-- Start --
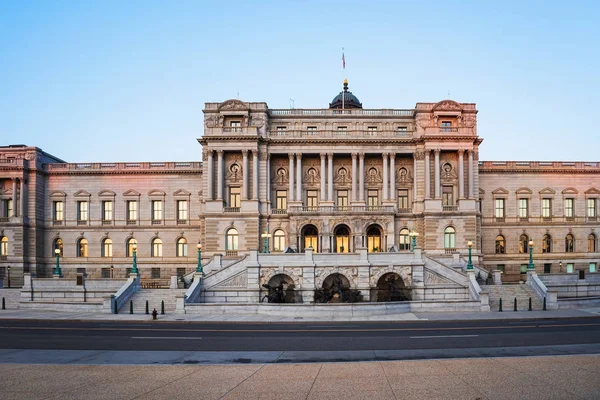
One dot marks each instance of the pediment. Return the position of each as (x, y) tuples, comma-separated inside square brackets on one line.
[(131, 192), (592, 191), (156, 192), (524, 191), (106, 193), (82, 193), (570, 191), (182, 192)]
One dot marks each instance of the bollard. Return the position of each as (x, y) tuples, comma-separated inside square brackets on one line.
[(544, 304)]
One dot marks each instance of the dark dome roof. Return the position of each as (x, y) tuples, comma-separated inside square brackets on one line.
[(349, 100)]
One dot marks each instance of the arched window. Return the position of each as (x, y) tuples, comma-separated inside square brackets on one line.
[(569, 243), (107, 248), (4, 246), (591, 243), (278, 240), (130, 243), (231, 239), (449, 238), (156, 248), (500, 245), (82, 248), (523, 244), (547, 244), (404, 241), (181, 247), (58, 244)]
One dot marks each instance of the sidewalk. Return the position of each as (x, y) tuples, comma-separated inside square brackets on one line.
[(442, 316)]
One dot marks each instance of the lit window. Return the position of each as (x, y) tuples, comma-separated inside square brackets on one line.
[(181, 247), (156, 248)]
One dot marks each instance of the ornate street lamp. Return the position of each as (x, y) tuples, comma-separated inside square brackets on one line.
[(134, 270), (470, 263), (413, 239), (266, 237), (57, 272), (531, 267), (199, 267)]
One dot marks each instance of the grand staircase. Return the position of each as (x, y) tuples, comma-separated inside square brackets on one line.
[(154, 297), (508, 293)]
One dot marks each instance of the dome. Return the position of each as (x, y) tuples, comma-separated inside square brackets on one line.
[(347, 98)]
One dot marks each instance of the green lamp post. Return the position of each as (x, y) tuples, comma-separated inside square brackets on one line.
[(470, 263), (134, 270), (57, 272), (199, 267), (530, 266), (266, 237)]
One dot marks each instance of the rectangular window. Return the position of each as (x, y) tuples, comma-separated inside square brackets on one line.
[(59, 211), (523, 208), (402, 198), (132, 210), (499, 208), (157, 210), (569, 208), (372, 197), (591, 207), (235, 197), (182, 210), (447, 196), (311, 199), (107, 210), (546, 208), (342, 198)]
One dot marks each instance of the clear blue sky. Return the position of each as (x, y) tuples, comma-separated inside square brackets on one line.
[(127, 80)]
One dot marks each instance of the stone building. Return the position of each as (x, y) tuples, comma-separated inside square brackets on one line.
[(336, 179)]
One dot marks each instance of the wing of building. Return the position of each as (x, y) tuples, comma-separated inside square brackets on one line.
[(334, 179)]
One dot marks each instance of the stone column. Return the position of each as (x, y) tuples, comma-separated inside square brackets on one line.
[(323, 175), (386, 181), (254, 174), (219, 174), (291, 177), (245, 173), (354, 176), (14, 198), (393, 177), (330, 176), (437, 173), (211, 176), (361, 176), (22, 198), (471, 194), (299, 177), (427, 175), (461, 175)]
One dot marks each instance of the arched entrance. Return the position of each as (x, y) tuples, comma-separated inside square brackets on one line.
[(336, 289), (281, 289), (310, 238), (342, 239), (374, 239), (390, 287)]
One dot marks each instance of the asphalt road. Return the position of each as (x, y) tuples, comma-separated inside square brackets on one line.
[(313, 337)]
-- End --
DIRECTIONS =>
Rewrite every entry with each "instance" changed to "occurrence" and everything else left the same. Leave out the pictures.

FINAL ANSWER =>
One dot marks each occurrence of the pediment. Return the position of each as (x, y) tuples, comma-separated inside square brackets on one line.
[(131, 192), (592, 191), (156, 192), (524, 191), (106, 193), (82, 193), (570, 191), (182, 192)]
One dot marks each occurrence of the bollard. Return the position of each as (x, y) tuples, comma-separated inside square brackets on one line.
[(544, 304)]
One dot marks each occurrence of the dark dome roof. Return the position of each as (x, y) tuples, comma-separated inside square brackets on one line.
[(349, 100)]
One dot marks each occurrence of the arched window. Return the position of each as (x, y) tuples, comma-separated inside square brackets on one line.
[(569, 243), (107, 248), (4, 246), (591, 243), (278, 240), (130, 243), (231, 239), (449, 238), (156, 248), (500, 245), (82, 248), (523, 244), (547, 244), (404, 241), (181, 247), (58, 244)]
One dot marks each occurrence of the sidewalk. Return the position of each as (x, y) tuples, comma-separated inside square brackets on one line.
[(442, 316)]
One dot marks each occurrence of the lit window. Return the position of each as (x, y) tuples, comma-separated inside square brackets on one line.
[(181, 247), (156, 248)]
One dot marks each occurrence of the ornate street lamp. Return the position of each as (x, y) tuples, comma-separated inside square brackets on one line.
[(134, 270), (470, 263), (413, 239), (266, 237), (57, 272), (531, 267), (199, 267)]
One dot marks each occurrence of the grand staircase. Return the position of each as (x, y) tuples, comma-separated inside square brackets on one line.
[(154, 297), (508, 293)]
One dot marks each occurrence of the dome. Return the position of each as (x, y) tuples, comma-separated inside square brackets on one line.
[(347, 98)]
One dot marks each occurrence of the green lamp post. Return the position of each as (x, y) tuples, comma-separated inside square brackets on one line.
[(470, 263), (134, 270), (57, 272), (199, 267), (530, 266), (266, 237)]
One dot marks each occurrence of the rectangular window. Return the position of each as (x, y) tuples, comma-separated inside square brackets on one line.
[(59, 211), (523, 208), (402, 198), (132, 210), (499, 208), (157, 210), (569, 208), (372, 197), (591, 207), (235, 197), (182, 210), (447, 196), (311, 199), (107, 210), (546, 208), (342, 198)]
One dot marks each occurrence of the clear blue sky. Return the position of each as (x, y) tuples, comma-separated inside square brackets on one line.
[(127, 80)]
One dot marks each occurrence of the stone building. Return the position of each as (x, y) tuples, comma-separated inside square brackets on one line.
[(336, 179)]
One dot marks each occurrence of the wing of building. Return the position of each as (x, y) tuples, comma-separated inside square brackets on one line.
[(334, 179)]
One dot marks each occurrence of the stone column. Return the position of each as (x, y) tuples, comma-separated inside square brackets on one line.
[(323, 175), (386, 181), (254, 174), (219, 174), (291, 177), (245, 173), (354, 176), (14, 198), (393, 177), (330, 176), (437, 173), (211, 176), (361, 176), (22, 198), (471, 194), (299, 177), (427, 175), (461, 175)]
One dot marks each occurrence of the arched entrance. Return the position of each as (x, y) tuples, comma-separated inside square brackets on one line.
[(336, 289), (281, 289), (310, 238), (342, 239), (374, 239), (390, 287)]
One dot marks each occurrence of the asphalt road. Return the position of each as (x, y) tuples, comma-separated inside square brackets on one line.
[(313, 337)]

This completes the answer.